_任务 1_:
根据下面的原文节选，LN 的参数 elementwise_affine 默认是什么值？这时 LN 能不能学习？

======== 原文节选

之前有大概看过Normalization，了解了LN和BN的区别，恰好前段时间在面试中被问到，发现之前了解的还是太模糊了，所以又深入学习了一些，顺便写了个笔记。

什么是Normalization

一种使神经网络特征保持固定分布的运算

Normalization是如何计算的

y = \frac{x - \mathrm{E}[x]}{ \sqrt{\mathrm{Var}[x] + \epsilon}} * \gamma + \beta

以下是自己通过均值和方差做的对比实验，可以看到结果是一样的。但实际上LN在使用时大部分参数会采用默认值，即elementwise_affine=True以及eps=1e-5，只是那样我们去对比就过于麻烦，理解就好

import torch
import torch.nn as nn

# Official NLP Example
batch, sentence_length, embedding_dim = 20, 5, 10
embedding = torch.randn(batch, sentence_length, embedding_dim)
layer_norm = nn.LayerNorm(embedding_dim, elementwise_affine=False, eps=0.0)
# Activate module
y = layer_norm(embedding)

# Compare code
embedding2 = embedding.clone().detach()
p = (embedding2-embedding2.mean(dim=-1, keepdim=True)) / embedding2.std(dim=-1, unbiased=False, keepdim=True)

一些问题

BERT中LN的normalization的是哪一个维度

以下是HF的源码，其中config.hidden_size在bert-base中为768
If a single integer is used, it is treated as a singleton list, and this module will normalize over the last dimension which is expected to be of that specific size.是LN官方的注释，说的是如果传递一个整数，则对最后一个维度进行归一化
可以说，在NLP中，LN将每个token视作一个特征，使得每个特征保持一个固定的均值和方差

# transformers.models.bert.modeling_bert.BertSelfOutput

class BertSelfOutput(nn.Module):
    def __init__(self, config):
        super().__init__()
        self.dense = nn.Linear(config.hidden_size, config.hidden_size)
        self.LayerNorm = nn.LayerNorm(config.hidden_size, eps=config.layer_norm_eps)
        self.dropout = nn.Dropout(config.hidden_dropout_prob)

    def forward(self, hidden_states: torch.Tensor, input_tensor: torch.Tensor) -> torch.Tensor:
        hidden_states = self.dense(hidden_states)
        hidden_states = self.dropout(hidden_states)
        hidden_states = self.LayerNorm(hidden_states + input_tensor)
        return hidden_states

引申一个额外的说法，归一化顾名思义有着多变一的意思。但是torch注释中有写到

1
2
3

Shape:
    - Input: :math:`(N, *)`
    - Output: :math:`(N, *)` (same shape as input)

即保持着输入相同的shape，归一事实上体现在std和mean上，我们展开开头的均值和方差的计算，可以看到在LN normalization的维度，其值是一个标量。
因为面试中面试官在我想不起LN的维度时，有提示我归一化后的结果，但是我记得normalization是不改变输入的shape的，所以对此也多了疑惑，借此学习并记录清楚。

Normalization 需要额外的存储空间吗，是可学习的吗

同样是在面试中被问到的一个问题
LN有参数elementwise_affine缺省为True，此时是可学习的
BN有参数affine缺省为True，此时是可学习的，并且要保证batch间的mean和std，需要额外存储空间（待验证）
所以Normalization通常用法来说是可学习的，但是可以设置成不可学习的，BN需要额外的存储空间

================
======== 数据摘录

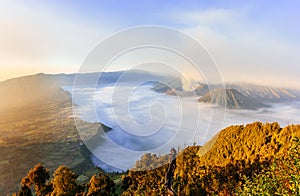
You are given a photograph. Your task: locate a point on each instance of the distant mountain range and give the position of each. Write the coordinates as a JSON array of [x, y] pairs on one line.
[[230, 98], [234, 96], [35, 88]]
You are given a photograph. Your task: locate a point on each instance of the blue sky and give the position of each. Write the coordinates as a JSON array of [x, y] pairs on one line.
[[251, 41]]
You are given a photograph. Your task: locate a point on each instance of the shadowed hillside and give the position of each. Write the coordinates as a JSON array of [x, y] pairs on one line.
[[36, 126]]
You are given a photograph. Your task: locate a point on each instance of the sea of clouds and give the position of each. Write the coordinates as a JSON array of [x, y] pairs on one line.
[[145, 121]]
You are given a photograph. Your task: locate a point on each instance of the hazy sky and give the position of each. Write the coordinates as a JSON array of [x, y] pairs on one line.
[[251, 41]]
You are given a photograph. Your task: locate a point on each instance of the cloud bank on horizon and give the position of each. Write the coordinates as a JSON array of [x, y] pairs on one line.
[[251, 41]]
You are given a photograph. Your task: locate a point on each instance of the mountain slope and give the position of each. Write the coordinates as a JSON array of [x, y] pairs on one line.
[[230, 98], [265, 93], [221, 166]]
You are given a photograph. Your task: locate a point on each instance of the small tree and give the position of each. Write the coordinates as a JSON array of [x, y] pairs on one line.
[[101, 185], [64, 182], [38, 176]]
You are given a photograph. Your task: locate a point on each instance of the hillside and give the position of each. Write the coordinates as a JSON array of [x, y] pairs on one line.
[[36, 126], [221, 166], [230, 98], [266, 93], [263, 94]]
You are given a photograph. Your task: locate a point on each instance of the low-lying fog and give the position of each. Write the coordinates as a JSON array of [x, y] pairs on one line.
[[145, 121]]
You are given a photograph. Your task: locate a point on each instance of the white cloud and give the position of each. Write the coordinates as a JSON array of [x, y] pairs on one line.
[[244, 51]]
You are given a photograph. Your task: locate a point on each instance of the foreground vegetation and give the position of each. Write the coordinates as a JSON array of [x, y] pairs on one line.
[[256, 159]]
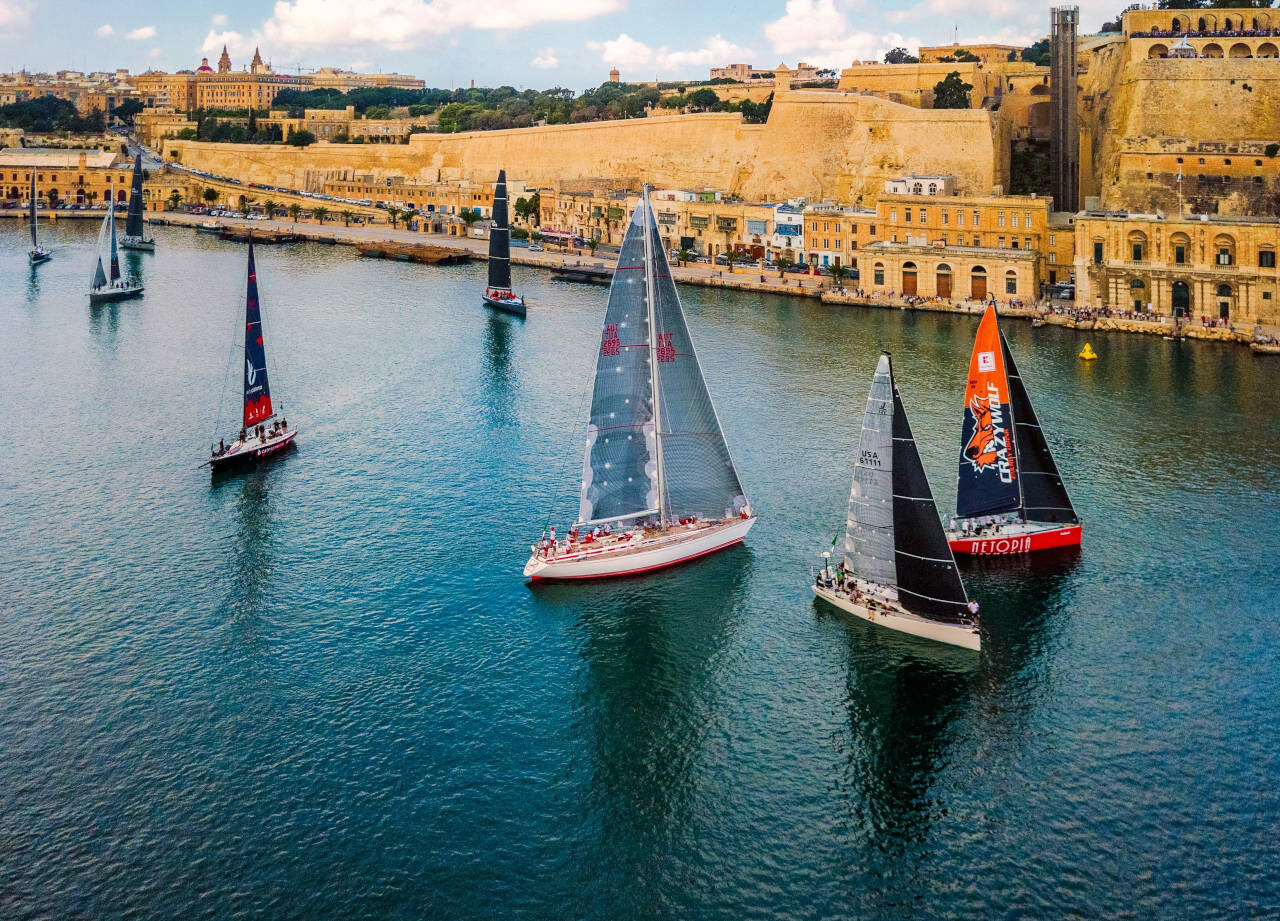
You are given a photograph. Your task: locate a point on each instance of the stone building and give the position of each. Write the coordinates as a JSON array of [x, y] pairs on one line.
[[1197, 266]]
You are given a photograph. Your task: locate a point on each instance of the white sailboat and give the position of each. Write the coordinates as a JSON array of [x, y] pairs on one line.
[[658, 484], [897, 571]]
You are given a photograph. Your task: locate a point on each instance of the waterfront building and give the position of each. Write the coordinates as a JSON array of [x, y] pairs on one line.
[[1196, 265]]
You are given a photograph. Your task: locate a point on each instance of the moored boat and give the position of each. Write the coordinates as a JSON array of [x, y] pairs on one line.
[[106, 288], [498, 293], [263, 434], [658, 484], [1010, 498], [37, 253], [135, 237], [897, 571]]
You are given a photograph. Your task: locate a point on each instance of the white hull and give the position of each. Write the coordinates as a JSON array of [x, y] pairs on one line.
[[903, 621], [639, 554]]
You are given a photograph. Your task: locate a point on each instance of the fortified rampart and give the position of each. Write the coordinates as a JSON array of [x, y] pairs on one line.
[[817, 145]]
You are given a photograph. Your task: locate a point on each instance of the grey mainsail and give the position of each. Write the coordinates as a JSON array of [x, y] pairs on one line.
[[699, 477], [620, 467], [869, 532]]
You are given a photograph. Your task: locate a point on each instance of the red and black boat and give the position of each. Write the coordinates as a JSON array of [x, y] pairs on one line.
[[263, 434], [1010, 498]]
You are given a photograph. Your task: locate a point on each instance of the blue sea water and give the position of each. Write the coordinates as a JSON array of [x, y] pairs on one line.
[[323, 690]]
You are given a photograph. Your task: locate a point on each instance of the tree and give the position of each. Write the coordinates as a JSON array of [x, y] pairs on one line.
[[951, 92]]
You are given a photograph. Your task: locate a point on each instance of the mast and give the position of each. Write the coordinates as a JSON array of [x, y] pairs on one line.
[[650, 298]]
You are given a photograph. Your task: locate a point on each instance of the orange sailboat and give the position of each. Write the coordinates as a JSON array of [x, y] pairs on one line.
[[1010, 498]]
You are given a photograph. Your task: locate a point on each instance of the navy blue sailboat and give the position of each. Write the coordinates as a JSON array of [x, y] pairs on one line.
[[263, 432]]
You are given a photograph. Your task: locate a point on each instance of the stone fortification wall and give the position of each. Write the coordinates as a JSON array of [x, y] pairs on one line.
[[816, 145]]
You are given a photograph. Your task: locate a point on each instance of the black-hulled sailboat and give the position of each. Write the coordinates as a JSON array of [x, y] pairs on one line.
[[135, 236], [1010, 498], [105, 288], [37, 253], [897, 571], [498, 292], [263, 434], [658, 482]]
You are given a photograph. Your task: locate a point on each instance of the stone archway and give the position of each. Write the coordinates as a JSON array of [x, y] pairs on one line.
[[1182, 299]]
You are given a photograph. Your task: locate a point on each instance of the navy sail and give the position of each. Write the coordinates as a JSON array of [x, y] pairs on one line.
[[1045, 498], [257, 394], [499, 238], [620, 467], [133, 223]]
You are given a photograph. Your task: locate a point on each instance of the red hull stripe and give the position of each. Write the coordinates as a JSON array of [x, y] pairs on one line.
[[634, 572], [1002, 546]]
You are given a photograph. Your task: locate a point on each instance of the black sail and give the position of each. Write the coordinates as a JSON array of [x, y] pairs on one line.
[[133, 223], [1045, 496], [499, 238], [928, 582]]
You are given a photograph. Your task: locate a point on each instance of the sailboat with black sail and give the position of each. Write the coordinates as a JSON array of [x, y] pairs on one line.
[[1010, 498], [133, 236], [897, 571], [263, 432], [37, 253], [498, 293], [658, 484], [105, 288]]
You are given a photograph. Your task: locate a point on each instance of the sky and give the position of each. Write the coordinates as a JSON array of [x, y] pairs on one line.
[[528, 44]]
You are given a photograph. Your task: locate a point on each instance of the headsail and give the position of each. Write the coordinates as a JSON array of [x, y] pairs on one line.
[[698, 472], [133, 223], [1045, 496], [988, 479], [257, 394], [499, 238], [620, 467]]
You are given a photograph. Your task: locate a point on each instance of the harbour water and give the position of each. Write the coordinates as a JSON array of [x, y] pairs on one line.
[[323, 688]]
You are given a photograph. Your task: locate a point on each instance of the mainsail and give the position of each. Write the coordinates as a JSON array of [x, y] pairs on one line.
[[894, 537], [257, 394], [620, 468], [988, 480], [499, 238], [133, 223], [1045, 496], [699, 477]]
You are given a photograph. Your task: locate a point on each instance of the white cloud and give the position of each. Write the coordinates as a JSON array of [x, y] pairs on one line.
[[401, 23], [627, 54], [545, 59], [818, 32]]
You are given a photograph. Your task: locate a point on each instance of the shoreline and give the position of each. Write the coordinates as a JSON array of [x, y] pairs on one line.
[[708, 276]]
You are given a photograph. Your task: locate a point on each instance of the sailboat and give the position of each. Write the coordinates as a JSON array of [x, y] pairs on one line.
[[114, 288], [1010, 498], [498, 292], [658, 484], [37, 253], [897, 571], [261, 434], [133, 236]]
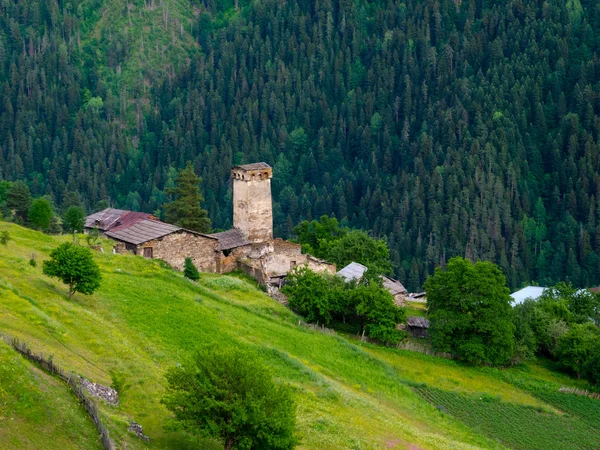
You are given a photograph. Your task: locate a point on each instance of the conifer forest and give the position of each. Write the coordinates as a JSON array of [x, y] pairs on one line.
[[448, 127]]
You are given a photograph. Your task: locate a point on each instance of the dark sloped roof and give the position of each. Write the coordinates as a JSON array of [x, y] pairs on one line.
[[416, 321], [393, 286], [253, 166], [104, 219], [355, 271], [142, 231], [230, 239]]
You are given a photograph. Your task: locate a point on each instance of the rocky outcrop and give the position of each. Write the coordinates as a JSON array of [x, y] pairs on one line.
[[109, 395]]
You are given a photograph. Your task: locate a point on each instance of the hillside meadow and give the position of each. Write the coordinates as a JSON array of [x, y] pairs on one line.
[[146, 318]]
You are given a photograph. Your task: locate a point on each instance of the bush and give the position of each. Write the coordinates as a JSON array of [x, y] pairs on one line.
[[470, 313], [228, 394], [190, 271], [74, 266]]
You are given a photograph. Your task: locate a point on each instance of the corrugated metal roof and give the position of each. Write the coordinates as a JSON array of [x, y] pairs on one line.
[[393, 286], [130, 218], [532, 292], [353, 271], [416, 321], [230, 239], [104, 219], [142, 231], [253, 166]]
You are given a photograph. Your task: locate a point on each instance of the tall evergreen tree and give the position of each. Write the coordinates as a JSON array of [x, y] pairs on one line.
[[185, 209]]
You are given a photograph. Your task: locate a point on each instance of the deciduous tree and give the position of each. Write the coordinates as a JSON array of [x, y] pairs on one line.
[[185, 210], [229, 394], [40, 213]]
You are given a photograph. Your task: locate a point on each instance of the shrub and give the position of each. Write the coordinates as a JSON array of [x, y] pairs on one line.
[[74, 266], [228, 394]]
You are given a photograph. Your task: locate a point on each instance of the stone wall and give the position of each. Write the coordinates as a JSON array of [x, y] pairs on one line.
[[318, 265], [252, 204], [175, 247]]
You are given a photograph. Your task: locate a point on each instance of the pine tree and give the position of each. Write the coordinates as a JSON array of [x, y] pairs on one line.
[[19, 199], [185, 210]]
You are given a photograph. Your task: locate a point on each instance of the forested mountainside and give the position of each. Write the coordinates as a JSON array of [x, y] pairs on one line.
[[449, 127]]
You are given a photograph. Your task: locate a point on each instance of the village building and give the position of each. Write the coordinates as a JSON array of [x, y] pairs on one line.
[[248, 246], [355, 271], [532, 292], [417, 326]]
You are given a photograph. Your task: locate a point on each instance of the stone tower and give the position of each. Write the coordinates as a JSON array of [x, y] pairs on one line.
[[252, 204]]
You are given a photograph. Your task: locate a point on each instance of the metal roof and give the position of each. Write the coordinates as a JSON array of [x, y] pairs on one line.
[[230, 239], [416, 321], [353, 271], [142, 231], [532, 292], [393, 286], [253, 166], [104, 219]]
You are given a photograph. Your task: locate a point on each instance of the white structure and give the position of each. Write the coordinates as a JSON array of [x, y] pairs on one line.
[[355, 271], [533, 292]]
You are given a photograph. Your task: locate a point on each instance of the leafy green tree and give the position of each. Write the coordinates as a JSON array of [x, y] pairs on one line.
[[309, 293], [185, 210], [74, 219], [18, 199], [75, 267], [469, 310], [40, 213], [4, 237], [326, 239], [358, 246], [576, 347], [591, 369], [190, 271], [229, 394], [316, 236], [374, 306]]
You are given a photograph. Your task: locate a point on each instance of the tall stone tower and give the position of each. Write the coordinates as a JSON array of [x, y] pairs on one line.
[[252, 204]]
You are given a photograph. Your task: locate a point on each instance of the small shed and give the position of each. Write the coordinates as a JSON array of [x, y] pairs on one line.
[[355, 271], [417, 326]]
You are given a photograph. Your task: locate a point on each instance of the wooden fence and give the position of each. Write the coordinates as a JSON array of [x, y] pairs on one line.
[[582, 392], [423, 348], [72, 380]]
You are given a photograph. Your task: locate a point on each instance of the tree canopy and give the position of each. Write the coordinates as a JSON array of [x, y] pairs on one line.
[[74, 266], [469, 311]]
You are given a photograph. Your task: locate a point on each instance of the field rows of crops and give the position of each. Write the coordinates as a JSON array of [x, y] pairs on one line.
[[524, 427], [584, 407]]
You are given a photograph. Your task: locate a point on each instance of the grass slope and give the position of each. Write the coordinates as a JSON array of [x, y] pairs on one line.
[[39, 411], [146, 318]]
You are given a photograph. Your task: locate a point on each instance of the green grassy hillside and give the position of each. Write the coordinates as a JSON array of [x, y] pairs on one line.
[[145, 318]]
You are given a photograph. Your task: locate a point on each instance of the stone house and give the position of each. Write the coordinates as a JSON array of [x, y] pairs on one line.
[[248, 246], [417, 326], [355, 271]]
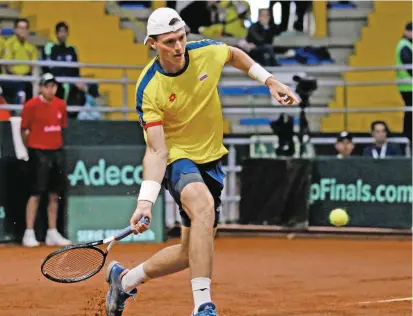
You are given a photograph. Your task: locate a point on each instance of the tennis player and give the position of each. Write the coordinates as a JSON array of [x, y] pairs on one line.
[[179, 108]]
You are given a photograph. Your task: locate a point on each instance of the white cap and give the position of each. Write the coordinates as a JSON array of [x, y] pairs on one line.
[[158, 22]]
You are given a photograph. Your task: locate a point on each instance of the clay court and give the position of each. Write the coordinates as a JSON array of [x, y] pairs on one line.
[[252, 276]]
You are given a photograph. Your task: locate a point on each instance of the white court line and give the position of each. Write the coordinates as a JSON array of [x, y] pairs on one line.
[[389, 301]]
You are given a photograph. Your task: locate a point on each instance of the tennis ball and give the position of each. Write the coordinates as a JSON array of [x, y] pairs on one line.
[[339, 217]]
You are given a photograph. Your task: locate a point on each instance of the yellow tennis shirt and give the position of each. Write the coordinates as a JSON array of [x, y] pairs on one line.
[[187, 103]]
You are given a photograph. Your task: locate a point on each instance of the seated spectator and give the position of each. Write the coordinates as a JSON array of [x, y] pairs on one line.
[[344, 145], [258, 43], [200, 14], [18, 47], [234, 13], [381, 147], [61, 51], [300, 11]]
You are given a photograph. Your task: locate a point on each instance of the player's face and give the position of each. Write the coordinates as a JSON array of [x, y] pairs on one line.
[[22, 30], [171, 47], [62, 35], [48, 90], [379, 133]]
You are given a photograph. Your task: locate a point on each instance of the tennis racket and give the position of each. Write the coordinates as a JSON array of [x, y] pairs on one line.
[[76, 263]]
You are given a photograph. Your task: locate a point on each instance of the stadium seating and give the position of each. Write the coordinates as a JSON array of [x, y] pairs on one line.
[[98, 39], [375, 47]]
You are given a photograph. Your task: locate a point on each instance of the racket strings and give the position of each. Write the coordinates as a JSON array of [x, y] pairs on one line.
[[73, 264]]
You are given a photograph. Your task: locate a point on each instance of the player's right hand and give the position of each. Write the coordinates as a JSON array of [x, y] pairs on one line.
[[143, 209]]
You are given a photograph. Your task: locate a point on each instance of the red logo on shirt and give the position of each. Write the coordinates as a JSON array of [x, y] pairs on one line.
[[172, 97]]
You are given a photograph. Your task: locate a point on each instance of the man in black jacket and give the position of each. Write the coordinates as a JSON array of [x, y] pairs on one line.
[[61, 51], [381, 148], [258, 43]]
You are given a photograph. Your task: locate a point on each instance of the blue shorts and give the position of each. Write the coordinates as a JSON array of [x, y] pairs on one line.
[[210, 173]]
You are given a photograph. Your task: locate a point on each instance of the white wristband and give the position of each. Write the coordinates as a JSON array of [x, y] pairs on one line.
[[258, 73], [149, 191]]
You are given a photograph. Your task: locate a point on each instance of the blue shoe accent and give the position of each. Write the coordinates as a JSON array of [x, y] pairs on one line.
[[207, 309], [116, 297]]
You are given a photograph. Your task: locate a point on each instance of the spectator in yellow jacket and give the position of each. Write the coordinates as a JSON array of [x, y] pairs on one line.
[[18, 47]]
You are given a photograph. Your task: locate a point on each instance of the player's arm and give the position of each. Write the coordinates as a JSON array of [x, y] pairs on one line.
[[240, 60], [154, 166]]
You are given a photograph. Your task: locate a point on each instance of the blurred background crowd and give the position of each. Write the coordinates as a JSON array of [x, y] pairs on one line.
[[282, 34]]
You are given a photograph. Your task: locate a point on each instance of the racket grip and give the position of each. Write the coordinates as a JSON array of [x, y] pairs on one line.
[[145, 220]]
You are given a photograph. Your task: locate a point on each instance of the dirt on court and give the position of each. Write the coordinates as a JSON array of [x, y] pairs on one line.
[[252, 276]]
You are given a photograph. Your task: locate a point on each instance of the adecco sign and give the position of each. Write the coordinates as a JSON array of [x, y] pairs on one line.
[[104, 174]]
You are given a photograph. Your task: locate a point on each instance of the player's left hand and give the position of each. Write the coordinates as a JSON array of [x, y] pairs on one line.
[[282, 93]]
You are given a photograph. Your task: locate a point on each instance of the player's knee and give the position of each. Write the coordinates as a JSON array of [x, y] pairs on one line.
[[198, 202]]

================

_任务 2_:
把上面数据摘录里的行原样照抄一遍：从含有“of the dirt”的那一行开始，抄到含有“[[282, 93]]”的那一行为止，这两行都要抄进去。

_参考答案 1_:
默认是 True，这时 LN 是可学习的。

_参考答案 2_:
You are given a photograph. Your task: locate a point on each instance of the dirt on court and give the position of each. Write the coordinates as a JSON array of [x, y] pairs on one line.
[[252, 276]]
You are given a photograph. Your task: locate a point on each instance of the adecco sign and give the position of each. Write the coordinates as a JSON array of [x, y] pairs on one line.
[[104, 174]]
You are given a photograph. Your task: locate a point on each instance of the player's left hand and give the position of each. Write the coordinates as a JSON array of [x, y] pairs on one line.
[[282, 93]]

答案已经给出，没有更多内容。